> [STATED PROBLEM A]: In the listing, can you reproduce every line from the one containing "In this exercise you will tag the textured" through the end of the listing, inclusive, with the requests included, 105 added to each coordinate number in the answers, and the pictures left out?

> [EXCERPTED PASSAGE]:
================================

Broadway had, in short, turned into Coney Island, a street carnival staged for the tourist and the boob. Runyon had adored and immortalized the Broadway street life, but by the early thirties Runyon was spending more time in Miami than at Lindy’s. Where were the hoods of yesteryear? This new world was a ceaseless yammer of religious nuts and self-styled magicians and novelty salesmen—itching powders and exploding cigars— and hot dog vendors and con artists and even, late at night on the east side of Broadway, dope peddlers. Runyon’s Dream Street, the block behind the Palace, was no longer, just as the Palace itself was no longer. The gossip columnists Jack Lait and Lee Mortimer wrote, “Its 200 yards are lined almost unbrokenly by cheap hotels and rooming houses sheltering all manner of strange characters: retired vaudevillians, down-and-out horseplayers, dope fiends, grifters and grafters, pickpockets, derelicts (male and female), drunks, stage widows, miserly recluses, tars and their tarts, crap-game-steerers and bottom-dealers.” Here, by the way, was a subspecies of the new literature of decline: the epic enumeration of depravity.
Nowhere was the change more drastic than on 42nd Street, increasingly the home of shooting galleries and peep arcades and dumb movies. As the theaters passed into the hands of the banks, they emerged with very different owners. In 1931, William and Harry Brandt, who had made a living in movies and low-grade vaudeville in the city’s more humble neighborhoods, bought the Lyric Theatre, tried a diet of four-a-day vaudeville, and then switched to second-run movies. The Brandts took over the Apollo in 1932, and then the Times Square, the Selwyn, the Eltinge, and the Republic—the block of theaters that would later form the core of the porn empire of the 1960s. The Rialto, which had been showing movies at the northwest corner of Broadway and 42nd since 1916, was torn down in 1935 to make way for the New Rialto, whose first feature was Fang and Claw. The New Rialto was open all day and well into the night, and charged as little as 25 cents a ticket. These theaters, like the burlesque shows and the dime-a-dance halls and the penny restaurants, brought a very different kind of customer to 42nd Street: the lowlife whose many faces Stanley Walker had catalogued.

================================

> [STATED PROBLEM B]: Do these statements agree with the passage on Broadway and 42nd Street? Answer yes or no for each, and quote the deciding words. (i) William and Harry Brandt bought the Lyric Theatre in 1931. (ii) The Rialto was torn down in 1932. (iii) The New Rialto charged at least a dollar per ticket.

================================

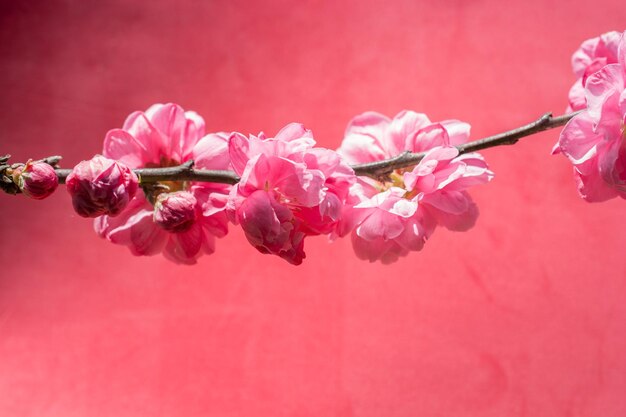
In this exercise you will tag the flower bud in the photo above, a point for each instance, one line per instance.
(101, 186)
(175, 212)
(36, 179)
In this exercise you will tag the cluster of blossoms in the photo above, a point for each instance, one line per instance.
(595, 139)
(289, 189)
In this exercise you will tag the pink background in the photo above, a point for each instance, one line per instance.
(525, 315)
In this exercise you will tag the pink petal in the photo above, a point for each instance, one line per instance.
(135, 228)
(239, 151)
(184, 247)
(193, 132)
(387, 251)
(293, 131)
(140, 128)
(429, 137)
(402, 127)
(602, 93)
(212, 152)
(458, 132)
(169, 119)
(122, 146)
(579, 142)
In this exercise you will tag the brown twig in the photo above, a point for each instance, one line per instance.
(377, 169)
(381, 168)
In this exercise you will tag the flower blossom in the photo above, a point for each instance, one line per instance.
(391, 218)
(165, 135)
(288, 190)
(101, 186)
(591, 56)
(36, 179)
(595, 140)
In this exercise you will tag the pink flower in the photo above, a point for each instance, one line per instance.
(166, 135)
(592, 55)
(392, 218)
(595, 140)
(176, 212)
(36, 179)
(288, 190)
(101, 186)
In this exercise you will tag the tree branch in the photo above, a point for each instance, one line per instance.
(381, 168)
(377, 169)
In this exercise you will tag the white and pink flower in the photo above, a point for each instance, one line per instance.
(592, 55)
(595, 140)
(288, 190)
(392, 218)
(165, 135)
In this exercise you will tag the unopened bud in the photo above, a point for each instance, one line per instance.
(36, 179)
(101, 186)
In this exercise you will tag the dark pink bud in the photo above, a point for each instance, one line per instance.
(175, 212)
(36, 179)
(101, 186)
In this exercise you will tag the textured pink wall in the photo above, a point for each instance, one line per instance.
(522, 316)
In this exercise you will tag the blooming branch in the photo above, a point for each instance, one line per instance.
(163, 185)
(377, 169)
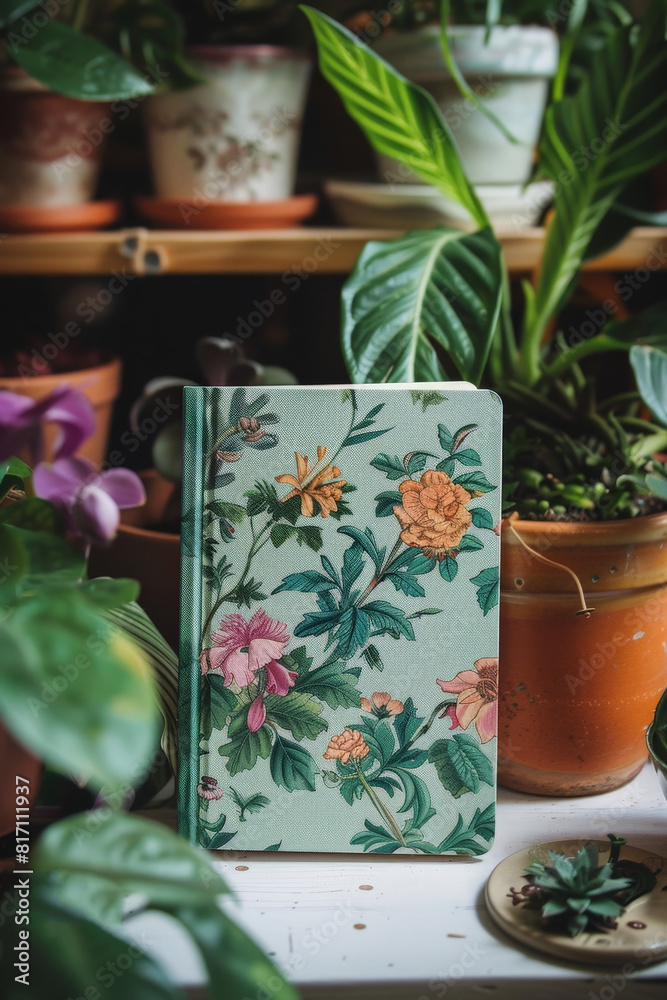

================================

> [EXPECTED OUTPUT A]:
In this exercise you will tag the textured pink wall in the photo above, a point for each instance, one line per instance.
(627, 421)
In this exercise you will tag the blooming branch in the photo above, a point for each instance, one line per instance.
(268, 290)
(482, 274)

> [EXPECTED OUTPUT B]:
(i) Yes: "In 1931, William and Harry Brandt, who had made a living in movies and low-grade vaudeville in the city’s more humble neighborhoods, bought the Lyric Theatre"
(ii) No: "was torn down in 1935 to make way for the New Rialto"
(iii) No: "charged as little as 25 cents a ticket"